***** EXERCISE DATA
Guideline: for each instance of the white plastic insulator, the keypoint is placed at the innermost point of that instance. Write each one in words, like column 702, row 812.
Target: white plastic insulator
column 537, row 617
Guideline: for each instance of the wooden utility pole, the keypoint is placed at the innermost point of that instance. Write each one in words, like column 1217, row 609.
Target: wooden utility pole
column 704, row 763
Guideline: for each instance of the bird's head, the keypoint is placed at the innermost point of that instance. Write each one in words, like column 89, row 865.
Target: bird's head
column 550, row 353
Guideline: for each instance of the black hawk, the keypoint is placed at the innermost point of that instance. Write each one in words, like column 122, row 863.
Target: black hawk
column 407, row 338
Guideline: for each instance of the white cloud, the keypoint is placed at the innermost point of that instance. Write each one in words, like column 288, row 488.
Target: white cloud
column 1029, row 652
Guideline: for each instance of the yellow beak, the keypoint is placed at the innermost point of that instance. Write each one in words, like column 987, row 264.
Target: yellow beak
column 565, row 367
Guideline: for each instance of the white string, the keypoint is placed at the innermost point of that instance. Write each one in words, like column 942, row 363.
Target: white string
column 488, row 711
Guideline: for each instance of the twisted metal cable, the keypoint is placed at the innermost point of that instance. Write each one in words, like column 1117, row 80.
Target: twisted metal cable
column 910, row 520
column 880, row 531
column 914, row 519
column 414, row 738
**********
Copy out every entry above exactly.

* **TASK RESULT**:
Guideline: for each instance of the white plastic insulator, the keypoint is placed at the innermost point of that instance. Write each one in words, like column 702, row 812.
Target: white plastic insulator
column 537, row 617
Guideline: for each instance of the wooden utility pole, the keypoint is placed at the innermost point of that instance. Write each one in words, like column 1217, row 609.
Target: wooden utility pole
column 704, row 763
Guideline: for each instance of the bird's head, the keypoint is placed at the innermost point of that instance. Write each one in words, like column 89, row 865.
Target: bird's head
column 550, row 353
Guideline: for each instance of the black hawk, the keypoint is placed at the innermost point of that instance. Write each one in words, like column 122, row 863.
Target: black hawk
column 407, row 338
Guideline: for each instance of the white cloud, the keypoint is placed at the innermost point of that instance. Write each one in words, like column 288, row 488.
Target: white cloud
column 1029, row 652
Guideline: for each instance of the yellow beak, the keypoint is placed at the innermost point of that instance. Write each one in words, like column 987, row 264.
Target: yellow beak
column 565, row 367
Guideline: for each instance of the white string, the keypoint is placed at the innermost point of that instance. Write each one in words, like column 942, row 363.
Target: white string
column 488, row 711
Guideline: for each instance of the twisted metal cable, the keypoint is placed at the innermost point of that instance. Write each one in words, like column 1117, row 80.
Target: twisted metal cable
column 910, row 520
column 880, row 531
column 914, row 519
column 414, row 738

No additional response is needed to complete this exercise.